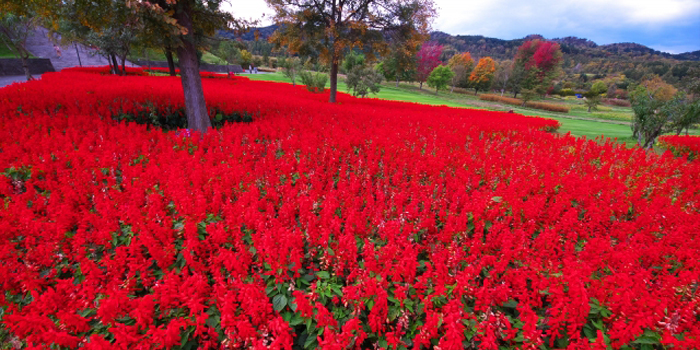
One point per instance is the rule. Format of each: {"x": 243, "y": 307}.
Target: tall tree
{"x": 186, "y": 21}
{"x": 539, "y": 62}
{"x": 411, "y": 31}
{"x": 461, "y": 65}
{"x": 14, "y": 31}
{"x": 427, "y": 58}
{"x": 332, "y": 27}
{"x": 481, "y": 76}
{"x": 504, "y": 72}
{"x": 18, "y": 18}
{"x": 110, "y": 26}
{"x": 190, "y": 20}
{"x": 440, "y": 78}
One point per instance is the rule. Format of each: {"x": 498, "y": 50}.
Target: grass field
{"x": 6, "y": 53}
{"x": 591, "y": 129}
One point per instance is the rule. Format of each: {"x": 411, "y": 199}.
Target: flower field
{"x": 298, "y": 224}
{"x": 682, "y": 146}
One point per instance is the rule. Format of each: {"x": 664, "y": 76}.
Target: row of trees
{"x": 113, "y": 27}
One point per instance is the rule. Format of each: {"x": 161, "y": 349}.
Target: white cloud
{"x": 503, "y": 17}
{"x": 603, "y": 21}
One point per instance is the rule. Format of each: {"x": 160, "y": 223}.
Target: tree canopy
{"x": 330, "y": 27}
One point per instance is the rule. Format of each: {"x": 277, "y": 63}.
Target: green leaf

* PROBLEM REQUIREMENTS:
Write out the lines of the listing from the one with "Target: white cloud" to the very end, inclusive, exactly as they appear and with nothing added.

* WRITTEN ANSWER:
Target: white cloud
{"x": 503, "y": 17}
{"x": 603, "y": 21}
One point per instance is the rule. Format of each: {"x": 160, "y": 223}.
Target: tree canopy
{"x": 330, "y": 27}
One point per instance is the rule. Format of each: {"x": 277, "y": 63}.
Target: green leaf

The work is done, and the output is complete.